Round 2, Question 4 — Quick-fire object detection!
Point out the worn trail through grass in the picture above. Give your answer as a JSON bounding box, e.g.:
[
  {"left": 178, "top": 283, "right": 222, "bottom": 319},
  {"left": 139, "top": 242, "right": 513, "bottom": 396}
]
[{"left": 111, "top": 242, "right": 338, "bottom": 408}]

——————

▶ **TASK PROMPT**
Put the entries above into a Markdown table with the columns "Row" and "Line." Each non-blank line gets its own numbered row.

▶ **EXERCISE RESPONSE**
| Row | Line |
|---|---|
| 1 | Round 2, Question 4 — Quick-fire object detection! |
| 2 | Point out the worn trail through grass in the picture above. Give your answer as a JSON bounding box, e.g.: |
| 3 | [ |
| 4 |   {"left": 178, "top": 283, "right": 222, "bottom": 319}, |
| 5 |   {"left": 139, "top": 242, "right": 513, "bottom": 396} |
| 6 | ] |
| 7 | [{"left": 111, "top": 242, "right": 338, "bottom": 408}] |